■ PROBLEM DESCRIPTION
Beginning with the line that contains "target | helmet ear hole", output each line below exactly through the last one, both included, and nothing else.

[Saved entries]
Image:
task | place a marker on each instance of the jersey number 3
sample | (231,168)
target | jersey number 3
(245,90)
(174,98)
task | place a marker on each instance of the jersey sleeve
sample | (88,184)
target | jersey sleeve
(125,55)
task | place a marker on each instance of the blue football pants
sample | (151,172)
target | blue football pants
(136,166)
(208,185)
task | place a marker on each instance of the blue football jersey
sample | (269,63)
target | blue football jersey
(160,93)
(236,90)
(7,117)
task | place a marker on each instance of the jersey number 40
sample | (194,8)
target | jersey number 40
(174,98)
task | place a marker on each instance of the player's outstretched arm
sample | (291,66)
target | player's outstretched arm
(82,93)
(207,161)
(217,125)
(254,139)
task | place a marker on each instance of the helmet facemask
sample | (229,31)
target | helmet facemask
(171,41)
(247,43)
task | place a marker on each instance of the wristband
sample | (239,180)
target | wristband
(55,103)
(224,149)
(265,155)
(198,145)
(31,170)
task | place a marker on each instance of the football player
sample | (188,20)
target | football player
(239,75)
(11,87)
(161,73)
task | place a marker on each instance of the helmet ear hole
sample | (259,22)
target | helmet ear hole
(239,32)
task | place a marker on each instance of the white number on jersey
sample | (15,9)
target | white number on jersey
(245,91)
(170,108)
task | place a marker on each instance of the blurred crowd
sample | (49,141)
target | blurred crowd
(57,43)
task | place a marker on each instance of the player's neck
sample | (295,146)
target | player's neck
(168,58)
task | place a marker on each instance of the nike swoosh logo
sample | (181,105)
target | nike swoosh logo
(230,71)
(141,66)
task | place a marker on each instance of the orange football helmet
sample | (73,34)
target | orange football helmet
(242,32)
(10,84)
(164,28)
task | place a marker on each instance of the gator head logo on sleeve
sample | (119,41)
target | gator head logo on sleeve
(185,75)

■ THE ANSWER
target | helmet ear hole
(239,32)
task | place a marker on each instance of the white number on jersey
sample | (15,9)
target | white number on jersey
(245,91)
(170,108)
task | place a marker on each instance of the blurred crowd
sample | (49,141)
target | blurred crowd
(57,43)
task | place a marker on each instance of the player's neck
sample | (295,146)
target | player's neck
(168,58)
task | place a marker on each instance of the nike swoosh logo
sample | (181,105)
target | nike swoosh logo
(230,71)
(141,66)
task | place a marker on each instance of the orange football helmet
sample | (73,34)
target | orange football helmet
(242,32)
(10,84)
(164,28)
task | place a marker on each instance of the gator head logo on sleeve
sample | (119,41)
target | gator head logo on sleeve
(185,75)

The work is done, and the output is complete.